Request:
Return every line of the items below that contains the word "green". Case counts.

[Source records]
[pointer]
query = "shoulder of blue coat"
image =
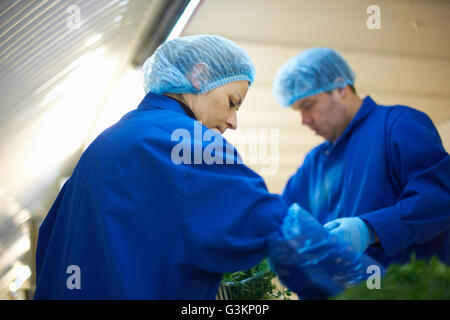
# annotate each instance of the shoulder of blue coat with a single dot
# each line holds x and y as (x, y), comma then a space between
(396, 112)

...

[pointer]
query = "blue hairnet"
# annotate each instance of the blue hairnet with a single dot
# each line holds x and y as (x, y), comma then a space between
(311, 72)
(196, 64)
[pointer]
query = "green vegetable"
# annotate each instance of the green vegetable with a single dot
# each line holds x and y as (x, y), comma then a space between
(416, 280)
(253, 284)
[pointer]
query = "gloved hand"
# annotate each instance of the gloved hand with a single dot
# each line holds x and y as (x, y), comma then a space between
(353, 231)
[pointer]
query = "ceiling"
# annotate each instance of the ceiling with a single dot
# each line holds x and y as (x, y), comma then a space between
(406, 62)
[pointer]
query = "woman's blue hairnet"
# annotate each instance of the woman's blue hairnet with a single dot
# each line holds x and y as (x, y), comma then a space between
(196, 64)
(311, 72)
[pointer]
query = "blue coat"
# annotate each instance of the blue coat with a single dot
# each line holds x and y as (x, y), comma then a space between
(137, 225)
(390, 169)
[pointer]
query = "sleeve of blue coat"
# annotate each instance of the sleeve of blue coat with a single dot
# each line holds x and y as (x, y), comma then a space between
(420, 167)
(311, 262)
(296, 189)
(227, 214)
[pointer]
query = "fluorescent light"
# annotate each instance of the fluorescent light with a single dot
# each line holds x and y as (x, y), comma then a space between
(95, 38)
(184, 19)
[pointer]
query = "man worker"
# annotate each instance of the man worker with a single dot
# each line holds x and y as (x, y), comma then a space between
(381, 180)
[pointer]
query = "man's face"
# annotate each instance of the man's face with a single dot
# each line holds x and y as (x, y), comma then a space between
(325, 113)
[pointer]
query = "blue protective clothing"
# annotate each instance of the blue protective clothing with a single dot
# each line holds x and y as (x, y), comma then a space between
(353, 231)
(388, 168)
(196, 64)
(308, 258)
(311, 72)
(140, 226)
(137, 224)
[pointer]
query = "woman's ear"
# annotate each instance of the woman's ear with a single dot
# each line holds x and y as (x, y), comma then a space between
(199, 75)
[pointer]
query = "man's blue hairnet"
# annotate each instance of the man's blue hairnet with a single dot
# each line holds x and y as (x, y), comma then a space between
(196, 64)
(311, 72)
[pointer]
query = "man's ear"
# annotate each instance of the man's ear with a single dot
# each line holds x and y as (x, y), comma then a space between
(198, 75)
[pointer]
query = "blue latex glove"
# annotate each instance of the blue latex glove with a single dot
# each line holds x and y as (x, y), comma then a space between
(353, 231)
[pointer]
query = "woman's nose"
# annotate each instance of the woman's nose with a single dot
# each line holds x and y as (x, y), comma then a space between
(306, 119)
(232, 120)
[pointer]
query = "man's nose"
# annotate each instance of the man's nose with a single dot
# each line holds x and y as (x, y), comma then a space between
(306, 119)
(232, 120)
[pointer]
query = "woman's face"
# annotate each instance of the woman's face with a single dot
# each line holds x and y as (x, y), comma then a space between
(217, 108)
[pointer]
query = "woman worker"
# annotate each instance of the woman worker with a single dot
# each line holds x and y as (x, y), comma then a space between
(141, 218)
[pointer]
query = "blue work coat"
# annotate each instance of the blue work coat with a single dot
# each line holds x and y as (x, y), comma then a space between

Answer to this task:
query = "green vegetable"
# annotate each instance of the green vegetable with a single dot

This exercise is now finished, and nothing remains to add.